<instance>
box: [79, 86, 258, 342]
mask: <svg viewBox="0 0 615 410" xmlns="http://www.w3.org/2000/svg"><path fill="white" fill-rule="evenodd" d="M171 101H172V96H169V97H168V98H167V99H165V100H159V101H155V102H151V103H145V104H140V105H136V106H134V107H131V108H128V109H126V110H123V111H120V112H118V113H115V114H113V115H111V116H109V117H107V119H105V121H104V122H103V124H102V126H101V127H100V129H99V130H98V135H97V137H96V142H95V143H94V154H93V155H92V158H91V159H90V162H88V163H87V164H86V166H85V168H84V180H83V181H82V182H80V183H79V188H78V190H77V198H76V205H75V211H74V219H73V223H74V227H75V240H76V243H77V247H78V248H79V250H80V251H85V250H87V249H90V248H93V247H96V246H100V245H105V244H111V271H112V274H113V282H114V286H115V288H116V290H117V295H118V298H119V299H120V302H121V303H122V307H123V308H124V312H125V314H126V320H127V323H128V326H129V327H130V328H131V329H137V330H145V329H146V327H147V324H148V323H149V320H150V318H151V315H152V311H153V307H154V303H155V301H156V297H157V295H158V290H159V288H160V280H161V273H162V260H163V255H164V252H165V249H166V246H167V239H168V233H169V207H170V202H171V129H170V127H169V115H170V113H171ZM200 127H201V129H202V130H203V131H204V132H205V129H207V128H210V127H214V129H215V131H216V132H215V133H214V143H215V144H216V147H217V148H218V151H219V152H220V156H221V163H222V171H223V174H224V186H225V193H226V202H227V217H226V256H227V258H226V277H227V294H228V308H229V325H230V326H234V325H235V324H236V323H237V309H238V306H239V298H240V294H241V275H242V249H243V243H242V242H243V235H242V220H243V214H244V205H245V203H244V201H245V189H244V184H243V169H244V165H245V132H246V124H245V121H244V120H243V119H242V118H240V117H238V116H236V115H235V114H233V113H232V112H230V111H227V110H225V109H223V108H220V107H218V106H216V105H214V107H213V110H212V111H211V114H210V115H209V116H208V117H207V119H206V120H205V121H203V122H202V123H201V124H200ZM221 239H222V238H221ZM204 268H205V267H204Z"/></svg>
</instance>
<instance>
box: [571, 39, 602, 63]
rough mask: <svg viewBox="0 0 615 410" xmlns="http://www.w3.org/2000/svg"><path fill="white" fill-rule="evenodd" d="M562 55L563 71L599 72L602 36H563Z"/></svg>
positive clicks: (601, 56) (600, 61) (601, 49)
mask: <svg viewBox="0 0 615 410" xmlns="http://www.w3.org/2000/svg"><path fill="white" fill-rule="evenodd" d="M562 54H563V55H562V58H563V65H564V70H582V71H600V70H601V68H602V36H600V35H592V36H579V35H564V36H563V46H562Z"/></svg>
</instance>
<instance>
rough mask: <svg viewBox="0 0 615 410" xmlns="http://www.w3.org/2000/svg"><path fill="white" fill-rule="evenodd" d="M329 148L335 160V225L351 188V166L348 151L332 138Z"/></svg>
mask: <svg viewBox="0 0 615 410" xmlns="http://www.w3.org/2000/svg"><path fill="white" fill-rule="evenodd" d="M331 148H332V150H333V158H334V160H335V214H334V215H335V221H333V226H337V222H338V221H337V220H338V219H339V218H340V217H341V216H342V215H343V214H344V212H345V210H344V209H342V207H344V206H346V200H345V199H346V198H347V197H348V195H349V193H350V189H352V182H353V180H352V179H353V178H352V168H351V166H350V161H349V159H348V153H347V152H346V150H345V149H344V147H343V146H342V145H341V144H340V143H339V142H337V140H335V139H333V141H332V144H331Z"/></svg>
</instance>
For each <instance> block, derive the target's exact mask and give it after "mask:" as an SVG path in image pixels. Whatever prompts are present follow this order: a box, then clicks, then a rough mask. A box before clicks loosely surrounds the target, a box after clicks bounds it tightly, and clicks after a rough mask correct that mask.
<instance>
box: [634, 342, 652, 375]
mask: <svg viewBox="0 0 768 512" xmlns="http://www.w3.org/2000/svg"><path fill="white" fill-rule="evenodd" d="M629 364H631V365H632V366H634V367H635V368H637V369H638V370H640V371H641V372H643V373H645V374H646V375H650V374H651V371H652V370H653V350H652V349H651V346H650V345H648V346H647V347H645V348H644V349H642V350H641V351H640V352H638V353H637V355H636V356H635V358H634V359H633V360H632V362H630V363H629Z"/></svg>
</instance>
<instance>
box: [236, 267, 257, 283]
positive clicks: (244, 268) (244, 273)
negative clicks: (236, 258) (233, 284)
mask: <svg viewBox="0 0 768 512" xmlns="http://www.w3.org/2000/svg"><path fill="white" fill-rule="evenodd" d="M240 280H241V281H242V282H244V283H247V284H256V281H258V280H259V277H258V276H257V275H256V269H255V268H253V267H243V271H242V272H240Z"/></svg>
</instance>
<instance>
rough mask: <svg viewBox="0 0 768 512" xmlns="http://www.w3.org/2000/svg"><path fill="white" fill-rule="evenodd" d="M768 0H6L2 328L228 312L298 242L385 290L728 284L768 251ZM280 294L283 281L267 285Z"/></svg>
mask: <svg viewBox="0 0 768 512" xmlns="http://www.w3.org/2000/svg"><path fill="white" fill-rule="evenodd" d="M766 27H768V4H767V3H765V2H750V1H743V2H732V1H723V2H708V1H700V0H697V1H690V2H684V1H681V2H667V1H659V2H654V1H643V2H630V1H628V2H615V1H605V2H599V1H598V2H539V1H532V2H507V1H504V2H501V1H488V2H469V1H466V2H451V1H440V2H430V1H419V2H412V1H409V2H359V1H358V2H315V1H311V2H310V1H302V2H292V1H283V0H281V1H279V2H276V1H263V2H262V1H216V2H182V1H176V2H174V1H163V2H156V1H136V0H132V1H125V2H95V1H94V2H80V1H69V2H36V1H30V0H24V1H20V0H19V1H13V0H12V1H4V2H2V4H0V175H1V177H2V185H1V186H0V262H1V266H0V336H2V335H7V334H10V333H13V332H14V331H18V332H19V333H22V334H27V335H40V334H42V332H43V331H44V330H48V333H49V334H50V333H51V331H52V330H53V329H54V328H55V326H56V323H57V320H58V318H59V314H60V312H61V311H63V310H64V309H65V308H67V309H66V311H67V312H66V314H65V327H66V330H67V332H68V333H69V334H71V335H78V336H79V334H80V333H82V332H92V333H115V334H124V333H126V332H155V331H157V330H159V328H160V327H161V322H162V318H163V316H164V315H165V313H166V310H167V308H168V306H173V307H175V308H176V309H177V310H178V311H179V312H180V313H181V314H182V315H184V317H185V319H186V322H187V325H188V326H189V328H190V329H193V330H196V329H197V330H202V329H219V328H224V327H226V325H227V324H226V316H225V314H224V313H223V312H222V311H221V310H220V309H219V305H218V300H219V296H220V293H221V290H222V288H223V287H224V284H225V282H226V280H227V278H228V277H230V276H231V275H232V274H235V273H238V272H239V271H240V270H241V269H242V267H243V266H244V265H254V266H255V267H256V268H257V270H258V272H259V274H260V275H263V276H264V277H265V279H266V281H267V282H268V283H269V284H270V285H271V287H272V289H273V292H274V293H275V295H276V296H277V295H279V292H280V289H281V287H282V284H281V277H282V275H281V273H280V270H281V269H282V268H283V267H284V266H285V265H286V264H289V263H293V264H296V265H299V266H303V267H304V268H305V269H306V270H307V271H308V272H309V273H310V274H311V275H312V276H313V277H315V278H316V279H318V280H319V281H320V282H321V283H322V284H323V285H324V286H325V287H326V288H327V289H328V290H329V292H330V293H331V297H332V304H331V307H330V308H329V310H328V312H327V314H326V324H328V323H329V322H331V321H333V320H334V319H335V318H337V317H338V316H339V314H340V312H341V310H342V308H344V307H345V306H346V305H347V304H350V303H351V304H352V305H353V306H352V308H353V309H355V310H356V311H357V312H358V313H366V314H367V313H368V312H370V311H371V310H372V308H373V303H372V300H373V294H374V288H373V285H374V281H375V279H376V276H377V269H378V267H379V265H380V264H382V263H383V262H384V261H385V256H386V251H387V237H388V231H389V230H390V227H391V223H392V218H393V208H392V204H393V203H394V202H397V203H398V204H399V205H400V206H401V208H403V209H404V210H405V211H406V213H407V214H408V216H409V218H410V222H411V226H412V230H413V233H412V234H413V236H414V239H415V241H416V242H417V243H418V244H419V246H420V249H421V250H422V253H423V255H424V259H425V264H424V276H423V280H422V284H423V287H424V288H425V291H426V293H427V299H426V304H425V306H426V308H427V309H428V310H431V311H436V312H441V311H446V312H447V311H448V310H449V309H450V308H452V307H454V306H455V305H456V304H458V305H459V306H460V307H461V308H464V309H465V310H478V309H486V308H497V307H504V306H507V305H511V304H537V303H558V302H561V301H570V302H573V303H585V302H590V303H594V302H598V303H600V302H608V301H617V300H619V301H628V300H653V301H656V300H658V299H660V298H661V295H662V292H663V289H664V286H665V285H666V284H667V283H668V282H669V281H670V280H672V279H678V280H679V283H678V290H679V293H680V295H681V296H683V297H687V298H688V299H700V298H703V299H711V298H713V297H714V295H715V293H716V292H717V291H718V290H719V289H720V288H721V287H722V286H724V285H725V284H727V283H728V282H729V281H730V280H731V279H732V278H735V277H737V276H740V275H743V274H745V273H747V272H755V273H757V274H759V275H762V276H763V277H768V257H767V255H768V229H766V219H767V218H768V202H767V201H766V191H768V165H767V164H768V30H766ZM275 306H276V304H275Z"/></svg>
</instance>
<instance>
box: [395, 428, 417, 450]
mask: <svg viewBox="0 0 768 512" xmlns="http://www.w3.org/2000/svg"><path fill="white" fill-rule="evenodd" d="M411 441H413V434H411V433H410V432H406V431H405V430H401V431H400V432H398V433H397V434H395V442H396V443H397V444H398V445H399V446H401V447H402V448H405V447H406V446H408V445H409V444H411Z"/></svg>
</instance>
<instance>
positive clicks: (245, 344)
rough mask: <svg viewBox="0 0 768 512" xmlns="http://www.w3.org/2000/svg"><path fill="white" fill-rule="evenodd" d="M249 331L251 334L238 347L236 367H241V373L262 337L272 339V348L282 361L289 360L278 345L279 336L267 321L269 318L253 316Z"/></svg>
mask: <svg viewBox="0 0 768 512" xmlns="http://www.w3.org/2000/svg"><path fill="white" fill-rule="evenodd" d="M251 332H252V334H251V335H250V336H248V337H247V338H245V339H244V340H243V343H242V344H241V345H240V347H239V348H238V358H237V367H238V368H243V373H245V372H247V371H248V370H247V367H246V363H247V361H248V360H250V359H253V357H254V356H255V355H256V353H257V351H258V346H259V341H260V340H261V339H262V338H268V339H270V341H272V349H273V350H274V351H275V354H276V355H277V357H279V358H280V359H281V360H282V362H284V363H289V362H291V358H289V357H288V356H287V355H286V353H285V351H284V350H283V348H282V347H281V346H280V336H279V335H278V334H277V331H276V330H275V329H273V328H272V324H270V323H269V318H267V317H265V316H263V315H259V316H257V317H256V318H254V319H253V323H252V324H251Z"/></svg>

○ ○ ○ ○ ○ ○ ○

EXERCISE OBJECTIVE. Every line from the line containing "positive clicks: (245, 344)" to the last line of the material above must be repeated exactly, and no other line.

YOUR SOLUTION.
positive clicks: (245, 344)
rough mask: <svg viewBox="0 0 768 512" xmlns="http://www.w3.org/2000/svg"><path fill="white" fill-rule="evenodd" d="M249 331L251 334L238 347L236 367H241V373L262 337L272 339V348L282 361L289 360L278 345L279 336L267 321L269 318L253 316Z"/></svg>
mask: <svg viewBox="0 0 768 512" xmlns="http://www.w3.org/2000/svg"><path fill="white" fill-rule="evenodd" d="M251 332H252V334H251V335H250V336H248V337H247V338H245V339H244V340H243V343H242V344H241V345H240V347H239V348H238V358H237V367H238V368H243V373H245V372H247V371H248V370H247V367H246V363H247V361H248V360H250V359H253V357H254V356H255V355H256V353H257V351H258V346H259V341H260V340H261V339H262V338H268V339H270V341H272V349H273V350H274V351H275V354H276V355H277V357H279V358H280V359H281V360H282V362H284V363H289V362H291V358H289V357H288V356H287V355H286V353H285V351H284V350H283V348H282V347H281V346H280V336H279V335H278V334H277V331H276V330H275V329H273V328H272V324H270V323H269V318H267V317H265V316H263V315H259V316H257V317H256V318H254V319H253V323H252V324H251Z"/></svg>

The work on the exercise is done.